[[ PROVIDED INFORMATION open ]]

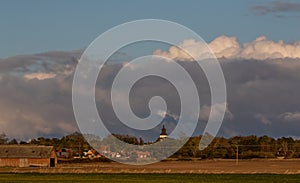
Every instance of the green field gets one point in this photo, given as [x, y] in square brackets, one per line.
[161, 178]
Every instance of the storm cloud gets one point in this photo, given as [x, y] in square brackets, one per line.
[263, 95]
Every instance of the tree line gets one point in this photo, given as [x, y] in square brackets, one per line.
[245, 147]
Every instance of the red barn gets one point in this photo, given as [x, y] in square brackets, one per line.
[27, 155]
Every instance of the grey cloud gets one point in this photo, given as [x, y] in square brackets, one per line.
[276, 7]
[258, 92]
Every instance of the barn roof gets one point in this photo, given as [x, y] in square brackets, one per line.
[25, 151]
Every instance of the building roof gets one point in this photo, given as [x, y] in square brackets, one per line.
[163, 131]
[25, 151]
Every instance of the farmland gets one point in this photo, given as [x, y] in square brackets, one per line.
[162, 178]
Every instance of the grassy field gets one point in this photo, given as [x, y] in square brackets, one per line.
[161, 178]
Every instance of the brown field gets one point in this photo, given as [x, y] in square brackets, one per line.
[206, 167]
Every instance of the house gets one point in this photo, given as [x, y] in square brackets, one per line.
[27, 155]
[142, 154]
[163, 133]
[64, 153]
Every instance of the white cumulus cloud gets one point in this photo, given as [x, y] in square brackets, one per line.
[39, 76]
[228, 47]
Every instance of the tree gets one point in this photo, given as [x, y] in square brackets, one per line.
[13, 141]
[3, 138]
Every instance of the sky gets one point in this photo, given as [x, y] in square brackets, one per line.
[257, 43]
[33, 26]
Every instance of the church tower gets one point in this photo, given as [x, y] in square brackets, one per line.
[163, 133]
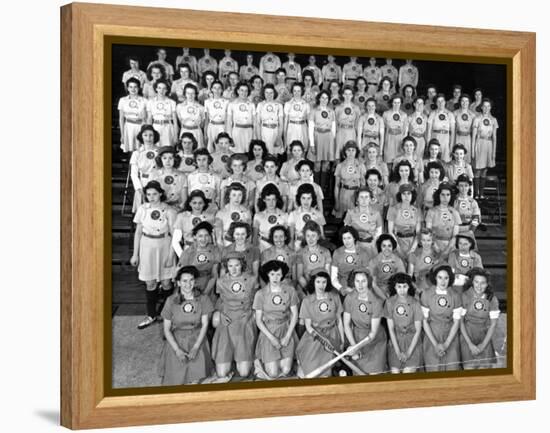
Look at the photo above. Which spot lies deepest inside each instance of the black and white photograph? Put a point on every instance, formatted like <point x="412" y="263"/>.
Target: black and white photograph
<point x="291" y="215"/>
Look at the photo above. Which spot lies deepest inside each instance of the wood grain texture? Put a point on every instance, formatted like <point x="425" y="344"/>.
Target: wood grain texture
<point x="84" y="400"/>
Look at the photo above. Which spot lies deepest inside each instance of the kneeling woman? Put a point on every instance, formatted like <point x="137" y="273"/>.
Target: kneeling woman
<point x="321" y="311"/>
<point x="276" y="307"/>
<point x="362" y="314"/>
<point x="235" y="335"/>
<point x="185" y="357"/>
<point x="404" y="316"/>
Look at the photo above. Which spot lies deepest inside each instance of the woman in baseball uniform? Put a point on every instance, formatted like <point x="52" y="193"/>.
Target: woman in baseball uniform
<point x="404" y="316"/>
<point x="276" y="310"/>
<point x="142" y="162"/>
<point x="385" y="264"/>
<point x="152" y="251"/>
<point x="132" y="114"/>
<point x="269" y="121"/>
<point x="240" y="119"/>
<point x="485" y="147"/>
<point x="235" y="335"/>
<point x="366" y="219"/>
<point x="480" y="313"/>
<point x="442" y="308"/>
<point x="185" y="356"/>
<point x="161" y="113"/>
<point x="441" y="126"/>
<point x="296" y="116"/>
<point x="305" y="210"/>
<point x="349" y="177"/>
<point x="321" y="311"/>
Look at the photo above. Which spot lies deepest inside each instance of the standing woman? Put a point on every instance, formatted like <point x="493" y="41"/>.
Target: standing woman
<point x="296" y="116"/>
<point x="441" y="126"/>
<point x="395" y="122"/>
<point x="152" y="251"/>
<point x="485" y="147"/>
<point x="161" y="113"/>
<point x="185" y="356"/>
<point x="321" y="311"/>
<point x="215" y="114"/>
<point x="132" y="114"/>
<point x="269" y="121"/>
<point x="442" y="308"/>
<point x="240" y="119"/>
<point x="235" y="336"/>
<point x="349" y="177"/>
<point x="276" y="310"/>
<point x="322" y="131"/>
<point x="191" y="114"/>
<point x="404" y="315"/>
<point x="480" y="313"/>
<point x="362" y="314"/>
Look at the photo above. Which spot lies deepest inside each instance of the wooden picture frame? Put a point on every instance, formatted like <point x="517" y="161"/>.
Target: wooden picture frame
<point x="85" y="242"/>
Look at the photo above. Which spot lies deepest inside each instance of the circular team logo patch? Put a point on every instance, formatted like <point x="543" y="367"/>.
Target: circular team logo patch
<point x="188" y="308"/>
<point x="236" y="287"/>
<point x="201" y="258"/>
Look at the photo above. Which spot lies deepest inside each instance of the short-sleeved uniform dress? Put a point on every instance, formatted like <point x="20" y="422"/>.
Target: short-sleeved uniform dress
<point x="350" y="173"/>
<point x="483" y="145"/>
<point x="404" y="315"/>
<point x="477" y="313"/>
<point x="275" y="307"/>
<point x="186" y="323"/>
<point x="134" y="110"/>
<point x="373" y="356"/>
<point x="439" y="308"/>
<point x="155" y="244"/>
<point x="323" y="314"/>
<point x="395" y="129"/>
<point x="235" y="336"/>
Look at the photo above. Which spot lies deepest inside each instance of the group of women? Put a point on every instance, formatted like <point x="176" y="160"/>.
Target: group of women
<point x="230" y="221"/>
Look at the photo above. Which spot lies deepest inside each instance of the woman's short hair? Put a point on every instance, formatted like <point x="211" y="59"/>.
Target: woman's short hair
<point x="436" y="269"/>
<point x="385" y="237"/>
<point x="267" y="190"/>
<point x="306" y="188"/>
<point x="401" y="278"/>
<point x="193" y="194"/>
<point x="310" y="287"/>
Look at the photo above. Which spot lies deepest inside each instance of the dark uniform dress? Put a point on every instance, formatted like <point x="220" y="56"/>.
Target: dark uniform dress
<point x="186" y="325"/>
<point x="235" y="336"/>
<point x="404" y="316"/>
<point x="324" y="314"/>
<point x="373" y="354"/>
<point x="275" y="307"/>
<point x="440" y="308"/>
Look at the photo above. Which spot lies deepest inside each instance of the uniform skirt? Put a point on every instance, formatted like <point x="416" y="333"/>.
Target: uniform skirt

[[ PROVIDED INFORMATION closed ]]

→ EXERCISE: Every line of the material above must be written out exactly, with no pictures.

→ SOLUTION:
Every instance of the green field gets one point in this photo, given as [x, y] in square brackets, one per line.
[161, 178]
Every instance of the storm cloud gets one point in this photo, given as [x, y] in square brackets, one per line.
[263, 95]
Every instance of the tree line gets one point in this photo, given as [x, y] in square brackets, one per line.
[245, 147]
Every instance of the red barn gets one point in this photo, given as [x, y] in square brackets, one per line.
[27, 155]
Every instance of the grey cloud gets one point in this photo, given as [x, y] in square brackets, one per line.
[276, 7]
[258, 92]
Every instance of the barn roof gets one point in this photo, given as [x, y] in square brackets, one per line.
[25, 151]
Every instance of the building roof gets one point in this photo, given as [x, y] in square brackets, one per line.
[163, 131]
[25, 151]
Every instance of the farmland gets one point in this photo, given as [x, y] in square brackets, one per line.
[162, 178]
Every instance of the grassy field gets one point in this photo, given as [x, y] in square brackets, one per line.
[161, 178]
Every instance of the brown field gets one point in this photo, given as [x, y] in square brackets, one per line.
[206, 167]
Every instance of the house gets one point in this photo, given as [x, y] in square brackets, one per line.
[27, 155]
[142, 154]
[163, 133]
[64, 153]
Every instance of the white cumulus cloud gets one point in this photo, given as [x, y] in square brackets, one per line.
[39, 76]
[228, 47]
Every instance of the tree gets one point in this photo, given as [x, y] in square brackets, one per line.
[13, 141]
[3, 138]
Every instance of the sky gets one point in this photo, given as [x, y] in square brackets, one per line.
[257, 43]
[33, 26]
Every instance of the church tower gets one point in this photo, given as [x, y] in square brackets, one per line.
[163, 133]
Look at the photo above. Which spot lies deepest inside each instance of the black and white photograph? Put a point on every instance, formatted like <point x="412" y="263"/>.
Target: black and white photograph
<point x="291" y="215"/>
Look at the photo above. Which spot lies deepest inside each instance of the wood grain texture? Put a point on every instance, formatted like <point x="425" y="344"/>.
Target: wood grain texture
<point x="84" y="400"/>
Look at the photo above. Which spot lies deepest inside each instance of the kneeling woman? Put a point on every instance, formatted like <point x="137" y="273"/>.
Target: kneeling woman
<point x="321" y="311"/>
<point x="276" y="307"/>
<point x="362" y="314"/>
<point x="235" y="335"/>
<point x="185" y="357"/>
<point x="404" y="316"/>
Look at the photo above. Which spot lies deepest inside each instance of the woman in baseball uniform? Put a point on every instance, formatted like <point x="52" y="193"/>.
Target: woman in baseball uniform
<point x="404" y="316"/>
<point x="276" y="310"/>
<point x="142" y="162"/>
<point x="385" y="264"/>
<point x="152" y="251"/>
<point x="132" y="114"/>
<point x="269" y="121"/>
<point x="240" y="119"/>
<point x="485" y="147"/>
<point x="235" y="335"/>
<point x="366" y="219"/>
<point x="480" y="313"/>
<point x="442" y="308"/>
<point x="185" y="356"/>
<point x="161" y="113"/>
<point x="441" y="126"/>
<point x="296" y="116"/>
<point x="305" y="210"/>
<point x="349" y="177"/>
<point x="321" y="311"/>
Look at the photo above. Which spot lies deepest inside each instance of the standing woman? Put a point on every instance, formatted like <point x="493" y="41"/>.
Target: standing woman
<point x="296" y="116"/>
<point x="441" y="126"/>
<point x="395" y="122"/>
<point x="152" y="251"/>
<point x="485" y="147"/>
<point x="161" y="113"/>
<point x="185" y="356"/>
<point x="321" y="311"/>
<point x="215" y="114"/>
<point x="132" y="114"/>
<point x="269" y="121"/>
<point x="442" y="308"/>
<point x="240" y="119"/>
<point x="235" y="336"/>
<point x="349" y="177"/>
<point x="276" y="310"/>
<point x="322" y="131"/>
<point x="191" y="114"/>
<point x="404" y="315"/>
<point x="480" y="313"/>
<point x="362" y="314"/>
Look at the photo above. Which spot lies deepest inside each instance of the wooden picture frame? Put a point on every instance, formatted like <point x="517" y="161"/>.
Target: wooden picture frame
<point x="85" y="242"/>
Look at the photo above. Which spot lies deepest inside each instance of the circular team logo patch? Put a point on every instance, formatted like <point x="543" y="367"/>.
Target: circular team logo patch
<point x="188" y="308"/>
<point x="236" y="287"/>
<point x="201" y="258"/>
Look at the photo above. Which spot lies deepest inside each instance of the short-sleeved uniform dress? Put a point on every instance, formatted like <point x="20" y="422"/>.
Target: short-sleeved uniform dress
<point x="350" y="173"/>
<point x="483" y="145"/>
<point x="404" y="315"/>
<point x="477" y="313"/>
<point x="275" y="307"/>
<point x="186" y="323"/>
<point x="134" y="110"/>
<point x="373" y="356"/>
<point x="439" y="308"/>
<point x="155" y="244"/>
<point x="323" y="314"/>
<point x="395" y="129"/>
<point x="235" y="336"/>
Look at the photo above. Which spot lies deepest inside each instance of the group of women? Put a point on every instance, formatted like <point x="176" y="160"/>.
Target: group of women
<point x="230" y="221"/>
Look at the photo above. Which spot lies deepest inside each instance of the woman's short hair? Put a point on every instance, formatted like <point x="211" y="59"/>.
Target: woman's short hair
<point x="436" y="269"/>
<point x="385" y="237"/>
<point x="267" y="190"/>
<point x="306" y="188"/>
<point x="401" y="278"/>
<point x="193" y="194"/>
<point x="310" y="287"/>
Look at the photo above. Which spot lies deepest inside each instance of the dark uniform dress? Put a point on every instance, formatted like <point x="220" y="56"/>.
Target: dark uniform dress
<point x="186" y="325"/>
<point x="235" y="336"/>
<point x="404" y="316"/>
<point x="324" y="314"/>
<point x="373" y="354"/>
<point x="275" y="307"/>
<point x="440" y="308"/>
Look at the photo above. Which spot lies deepest inside each instance of the uniform skirt? Put a point on every instance, formatted like <point x="416" y="333"/>.
Target: uniform skirt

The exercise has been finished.